* _WHAT IS BEING ASKED_
Reproduce every one of the records below word for word, keeping each line unchanged and in its original order.

* _EXERCISE MATERIALS_

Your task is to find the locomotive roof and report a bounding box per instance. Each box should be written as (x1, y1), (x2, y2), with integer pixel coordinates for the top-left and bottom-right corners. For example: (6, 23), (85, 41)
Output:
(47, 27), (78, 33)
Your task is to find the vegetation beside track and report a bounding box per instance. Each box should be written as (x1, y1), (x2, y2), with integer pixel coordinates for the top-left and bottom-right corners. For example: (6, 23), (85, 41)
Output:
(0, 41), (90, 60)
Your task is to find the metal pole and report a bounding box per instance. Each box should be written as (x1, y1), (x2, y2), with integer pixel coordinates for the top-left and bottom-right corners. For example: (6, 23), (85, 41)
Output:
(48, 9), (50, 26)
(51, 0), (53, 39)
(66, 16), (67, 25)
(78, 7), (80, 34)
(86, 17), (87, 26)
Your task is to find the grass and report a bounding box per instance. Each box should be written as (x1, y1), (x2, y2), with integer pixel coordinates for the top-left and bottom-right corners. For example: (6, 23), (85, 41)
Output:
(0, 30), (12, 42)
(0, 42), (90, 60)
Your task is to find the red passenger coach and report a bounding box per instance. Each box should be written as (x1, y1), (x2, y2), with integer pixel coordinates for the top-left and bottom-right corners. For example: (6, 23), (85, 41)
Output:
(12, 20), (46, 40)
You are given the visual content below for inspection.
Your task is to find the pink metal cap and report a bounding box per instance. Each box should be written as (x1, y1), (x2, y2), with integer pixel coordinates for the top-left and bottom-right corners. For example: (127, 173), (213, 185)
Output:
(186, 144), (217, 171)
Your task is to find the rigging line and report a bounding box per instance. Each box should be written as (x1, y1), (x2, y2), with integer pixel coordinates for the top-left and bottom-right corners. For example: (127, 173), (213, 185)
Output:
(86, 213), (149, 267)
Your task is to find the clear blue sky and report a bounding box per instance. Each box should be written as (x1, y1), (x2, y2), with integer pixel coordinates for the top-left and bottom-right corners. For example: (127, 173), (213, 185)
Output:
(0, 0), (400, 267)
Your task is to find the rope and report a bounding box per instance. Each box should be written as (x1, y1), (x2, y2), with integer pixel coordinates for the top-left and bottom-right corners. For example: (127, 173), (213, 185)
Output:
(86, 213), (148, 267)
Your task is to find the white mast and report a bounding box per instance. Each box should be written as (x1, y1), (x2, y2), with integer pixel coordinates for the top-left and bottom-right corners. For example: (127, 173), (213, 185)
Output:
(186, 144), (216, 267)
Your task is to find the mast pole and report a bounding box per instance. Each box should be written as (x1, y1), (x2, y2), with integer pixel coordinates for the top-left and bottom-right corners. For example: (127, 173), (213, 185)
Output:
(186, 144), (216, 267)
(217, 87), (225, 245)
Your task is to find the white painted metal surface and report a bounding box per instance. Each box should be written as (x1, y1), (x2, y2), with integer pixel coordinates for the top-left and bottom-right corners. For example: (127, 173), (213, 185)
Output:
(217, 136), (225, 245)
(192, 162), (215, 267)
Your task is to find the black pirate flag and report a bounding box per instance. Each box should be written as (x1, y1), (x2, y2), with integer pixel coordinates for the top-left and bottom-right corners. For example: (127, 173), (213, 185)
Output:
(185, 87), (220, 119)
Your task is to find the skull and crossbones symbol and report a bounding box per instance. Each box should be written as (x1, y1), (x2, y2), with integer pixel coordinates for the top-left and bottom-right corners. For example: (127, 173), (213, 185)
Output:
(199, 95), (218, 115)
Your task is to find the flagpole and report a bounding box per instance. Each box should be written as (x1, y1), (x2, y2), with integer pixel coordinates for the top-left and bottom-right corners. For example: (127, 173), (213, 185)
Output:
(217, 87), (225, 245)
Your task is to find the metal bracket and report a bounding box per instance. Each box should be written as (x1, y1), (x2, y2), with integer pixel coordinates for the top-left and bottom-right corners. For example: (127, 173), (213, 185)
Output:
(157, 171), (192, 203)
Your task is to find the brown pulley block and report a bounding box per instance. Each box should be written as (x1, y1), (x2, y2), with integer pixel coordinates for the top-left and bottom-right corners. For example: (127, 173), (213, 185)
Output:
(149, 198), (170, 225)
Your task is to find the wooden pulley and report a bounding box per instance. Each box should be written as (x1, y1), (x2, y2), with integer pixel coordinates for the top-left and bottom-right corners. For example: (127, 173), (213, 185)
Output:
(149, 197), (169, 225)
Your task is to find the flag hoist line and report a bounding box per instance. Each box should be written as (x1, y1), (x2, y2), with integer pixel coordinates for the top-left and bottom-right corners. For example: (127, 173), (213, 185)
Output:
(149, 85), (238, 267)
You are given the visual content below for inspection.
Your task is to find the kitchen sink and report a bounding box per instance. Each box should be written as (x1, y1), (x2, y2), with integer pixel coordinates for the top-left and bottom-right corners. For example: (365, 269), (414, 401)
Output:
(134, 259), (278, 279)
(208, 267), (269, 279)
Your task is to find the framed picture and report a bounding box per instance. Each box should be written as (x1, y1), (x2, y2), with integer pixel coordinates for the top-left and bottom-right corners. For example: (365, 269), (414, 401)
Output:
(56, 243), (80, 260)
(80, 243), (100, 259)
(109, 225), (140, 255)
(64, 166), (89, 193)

* _WRITTEN ANSWER_
Your task is to find the locomotive roof and report a bounding box per instance. Each box should be written as (x1, y1), (x2, y2), with integer pixel coordinates for the top-left and bottom-right corners. For example: (6, 23), (85, 41)
Output:
(47, 27), (78, 33)
Your task is to find the vegetation beside track and report a bounding box per instance. Each box should be written as (x1, y1), (x2, y2), with integer pixel coordinates for the top-left and bottom-right corners. For example: (6, 23), (85, 41)
Output:
(0, 41), (90, 60)
Your task is to find the metal pole and report a bounding box per instance. Each box should be written as (x1, y1), (x2, y2), with integer pixel coordinates for the top-left and bottom-right corners. For example: (6, 23), (85, 41)
Output:
(48, 9), (50, 26)
(51, 0), (53, 39)
(66, 16), (67, 25)
(78, 7), (80, 34)
(86, 17), (87, 26)
Your task is to find the grass and report a bounding box per instance. Each box should be written as (x1, y1), (x2, y2), with integer pixel coordinates for the top-left and bottom-right corners. For example: (6, 23), (85, 41)
Output:
(0, 30), (12, 42)
(0, 42), (90, 60)
Your task is to find the red passenger coach and report a bounding box per instance. Each box should be written as (x1, y1), (x2, y2), with integer pixel coordinates for the top-left and bottom-right corners. For example: (6, 23), (85, 41)
Output:
(12, 20), (46, 40)
You are given the visual content below for inspection.
Your task is to find the pink metal cap and report a bounding box per instance. Each box should be written as (x1, y1), (x2, y2), with integer pixel coordinates for the top-left and bottom-right corners. For example: (127, 173), (213, 185)
Output:
(186, 144), (217, 171)
Your task is to find the rigging line and report a bounding box per instance. Each box should be written as (x1, y1), (x2, y2), with integer pixel coordinates for the top-left and bottom-right corners. For example: (127, 173), (213, 185)
Output:
(86, 213), (149, 267)
Your task is to find the clear blue sky and report a bounding box per instance. Each box should be written as (x1, y1), (x2, y2), with integer pixel coordinates for the top-left and bottom-right corners. For example: (127, 173), (213, 185)
Output:
(0, 0), (400, 267)
Your task is to find the rope and report a bounding box per instance. Each box should be written as (x1, y1), (x2, y2), with integer pixel coordinates for the top-left and bottom-right corners. For example: (127, 173), (213, 185)
Output:
(86, 213), (148, 267)
Your task is to find the white mast and report a bounding box per instance. Each box should be written as (x1, y1), (x2, y2), with integer pixel coordinates for the top-left and bottom-right corners. For example: (127, 173), (213, 185)
Output:
(186, 144), (216, 267)
Your task is to find the mast pole and report a bounding box per instance. Each box should be written as (x1, y1), (x2, y2), with integer pixel coordinates for the top-left and bottom-right corners. For example: (127, 173), (213, 185)
Output:
(186, 144), (216, 267)
(217, 87), (225, 245)
Your task is to find the white painted metal surface and report a bounding box per instance. Each box should be written as (x1, y1), (x2, y2), with integer pixel coordinates for the top-left and bottom-right corners. For example: (127, 173), (213, 185)
Output:
(217, 136), (225, 245)
(192, 162), (215, 267)
Your task is to find the black pirate flag and report a bounding box per instance. Each box should be written as (x1, y1), (x2, y2), with integer pixel coordinates for the top-left and bottom-right corners. For example: (127, 173), (213, 185)
Output:
(185, 87), (220, 119)
Your task is to find the skull and crossbones symbol and report a bounding box per instance. Each box should be written as (x1, y1), (x2, y2), with integer pixel coordinates for the top-left and bottom-right corners. For example: (127, 173), (213, 185)
Output:
(199, 95), (218, 115)
Your task is to find the flagpole and report a bounding box per instance. Each box should be written as (x1, y1), (x2, y2), with integer pixel coordinates for the top-left and bottom-right corners. For example: (127, 173), (213, 185)
Output:
(217, 87), (225, 245)
Your task is to find the metal bracket and report a bounding box per instance. Each box should be written as (x1, y1), (x2, y2), with integer pixel coordinates for the top-left and bottom-right corners. For example: (127, 173), (213, 185)
Output:
(157, 171), (192, 203)
Your task is to find the brown pulley block and report a bounding box per instance. Each box should be written as (x1, y1), (x2, y2), with integer pixel coordinates for the top-left and bottom-right corners. For example: (127, 173), (213, 185)
Output:
(149, 198), (170, 225)
Your task is to find the wooden pulley and report a bounding box per instance. Each box should be written as (x1, y1), (x2, y2), with integer pixel coordinates for the top-left and bottom-right corners. For example: (127, 173), (213, 185)
Output:
(149, 197), (169, 225)
Your task is to find the flag hoist line and report a bounding box per instance. Each box should be written as (x1, y1), (x2, y2), with integer pixel coordinates for the top-left and bottom-right corners. For example: (127, 173), (213, 185)
Output:
(149, 85), (238, 267)
You are given the visual content below for inspection.
Your task is to find the kitchen sink and report a bounding box per instance. Each box should be written as (x1, y1), (x2, y2), with integer pixel coordinates for the top-left and bottom-right corners. For example: (365, 269), (414, 401)
Output:
(134, 259), (278, 279)
(208, 267), (269, 279)
Your task is to find the framed picture and report a bounding box per instance. Each box should be written as (x1, y1), (x2, y2), with integer pixel coordinates for the top-left and bottom-right corners. For example: (365, 269), (414, 401)
Output:
(56, 243), (80, 260)
(80, 243), (100, 259)
(109, 225), (140, 255)
(64, 166), (89, 193)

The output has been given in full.